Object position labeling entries
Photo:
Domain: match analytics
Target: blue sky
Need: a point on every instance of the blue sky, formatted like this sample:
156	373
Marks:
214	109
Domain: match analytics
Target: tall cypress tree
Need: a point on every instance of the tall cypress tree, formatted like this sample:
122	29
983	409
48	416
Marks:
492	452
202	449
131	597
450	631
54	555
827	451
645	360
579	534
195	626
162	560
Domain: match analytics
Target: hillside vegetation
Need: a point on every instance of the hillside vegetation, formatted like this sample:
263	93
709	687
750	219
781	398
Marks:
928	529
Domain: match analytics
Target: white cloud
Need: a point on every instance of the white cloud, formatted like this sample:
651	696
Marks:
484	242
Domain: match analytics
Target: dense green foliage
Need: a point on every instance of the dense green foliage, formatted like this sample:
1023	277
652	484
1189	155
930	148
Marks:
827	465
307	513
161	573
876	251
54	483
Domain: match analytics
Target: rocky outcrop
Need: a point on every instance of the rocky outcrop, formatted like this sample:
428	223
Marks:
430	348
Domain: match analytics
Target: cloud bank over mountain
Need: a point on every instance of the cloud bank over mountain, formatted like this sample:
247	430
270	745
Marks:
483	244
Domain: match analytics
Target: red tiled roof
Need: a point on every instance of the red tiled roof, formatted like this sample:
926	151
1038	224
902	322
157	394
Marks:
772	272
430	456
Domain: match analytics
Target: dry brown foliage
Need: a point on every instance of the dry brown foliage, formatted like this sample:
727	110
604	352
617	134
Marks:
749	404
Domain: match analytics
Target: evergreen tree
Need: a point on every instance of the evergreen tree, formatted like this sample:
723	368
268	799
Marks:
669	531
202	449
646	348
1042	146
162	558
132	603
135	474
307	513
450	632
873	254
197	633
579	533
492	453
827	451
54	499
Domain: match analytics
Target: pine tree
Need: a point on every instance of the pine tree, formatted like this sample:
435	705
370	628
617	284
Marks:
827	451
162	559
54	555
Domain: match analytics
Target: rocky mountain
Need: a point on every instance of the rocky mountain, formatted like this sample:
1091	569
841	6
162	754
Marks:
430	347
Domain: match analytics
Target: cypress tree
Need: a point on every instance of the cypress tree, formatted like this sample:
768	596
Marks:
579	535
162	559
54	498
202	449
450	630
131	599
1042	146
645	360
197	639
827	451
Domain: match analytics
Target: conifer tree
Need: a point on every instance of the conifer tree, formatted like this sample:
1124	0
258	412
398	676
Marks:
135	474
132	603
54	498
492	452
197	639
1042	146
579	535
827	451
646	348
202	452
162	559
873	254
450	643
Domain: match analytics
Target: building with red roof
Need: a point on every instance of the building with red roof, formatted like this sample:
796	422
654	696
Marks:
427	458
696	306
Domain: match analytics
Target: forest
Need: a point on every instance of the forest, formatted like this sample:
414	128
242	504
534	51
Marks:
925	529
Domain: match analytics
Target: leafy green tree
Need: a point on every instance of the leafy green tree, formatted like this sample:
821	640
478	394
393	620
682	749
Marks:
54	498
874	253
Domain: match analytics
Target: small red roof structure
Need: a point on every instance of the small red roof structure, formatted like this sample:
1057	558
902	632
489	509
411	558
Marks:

_INSTRUCTION:_ Quote all the records exactly, please, leaving none out.

_WRITTEN ANSWER:_
Photo:
Domain: match analytics
Target: blue sky
Need: a point on every instance of the blue sky, formatted like this sample:
156	373
Marks:
214	109
Domain: match analytics
Target: tall cypress tree
Need: a point on every instance of the tall cypress tree, formatted like this sample:
122	29
983	409
48	416
Marks:
492	452
202	449
131	597
450	631
54	555
827	451
645	360
579	534
195	626
162	560
Domain: match analytics
Target: hillside vegetation
Need: a point on every instance of the hillside vegetation, formatted like this sample:
263	93
709	687
750	219
781	398
Marks:
928	529
Domain: match analytics
Target: white cloud
Need: a point on every instance of the white cloud, formatted like this sample:
651	696
Marks:
484	242
Domain: match analytics
Target: dense green foliage
Need: a point on every instance of the dense green foliage, formatted like this sample:
1023	277
652	484
1189	155
930	148
Marks:
827	465
307	513
161	573
876	251
54	483
Domain: match analytics
Target: rocky outcrop
Need: a point on every instance of the rocky outcrop, formatted like this sample:
428	223
Marks:
430	348
Domain: match analytics
Target: cloud bank over mountain
Need: a point on every instance of the cloud bank over mountain, formatted like this sample:
247	430
270	745
Marks:
483	244
Domain: match analytics
Target: red tiled roof
Need: a point on every instance of the red tiled roof, formatted like this sample:
926	151
1038	224
902	322
157	394
Marks:
772	272
430	456
Domain: match analytics
Target: dry brown foliage
Need: a point on every instance of the dry brown foliage, formatted like this sample:
727	110
604	352
617	134
Marks:
749	404
Domain: match analytics
Target: evergreen tree
Need: a point on every instance of the evergreen tree, formatted like this sample:
723	368
268	799
Marks:
669	531
202	449
646	348
1042	146
162	558
132	603
135	474
307	513
450	632
873	254
197	633
579	533
492	453
827	451
54	499
Domain: match analytics
Target: pine tree
Need: a point on every instance of the pine tree, formatted like this sample:
435	705
370	628
617	284
Marks:
827	451
162	559
54	555
Domain: match analytics
Target: rocky mountain
Need: a point on every instance of the rocky mountain, formatted like this sample:
1091	569
841	6
162	754
Marks:
430	347
Domain: match analytics
Target: cypress tree
Need: a point on every instance of the cypress tree, formatted like this sample:
768	596
Marks:
579	535
162	559
54	498
202	449
450	630
131	599
1042	146
645	360
197	639
827	451
Domain: match analytics
Target: conifer tree
Need: a point on every instance of the conifer tree, formatted like this sample:
1124	0
258	412
398	676
Marks:
135	474
132	603
54	498
492	452
197	639
1042	146
579	535
827	451
646	348
202	452
162	559
873	254
450	643
Domain: match analytics
Target: building with red roof
Need: a point on every instance of the building with red roof, formatted like this sample:
796	422
654	696
Marks:
427	458
696	306
Domain: match analytics
Target: forest
Need: a point on every instance of the forest, formatted like this sample:
414	128
242	504
534	51
Marks:
925	529
Domain: match analytics
Target: leafy green tree
Need: a point on every instance of the leafy green tree, formatted like this sample:
821	640
478	394
393	620
682	749
Marks:
54	498
874	253
Domain: match analytics
Target: small red roof structure
Need: a point on every instance of the small red roof structure, formatted like this sample:
1057	558
902	632
489	509
411	558
Marks:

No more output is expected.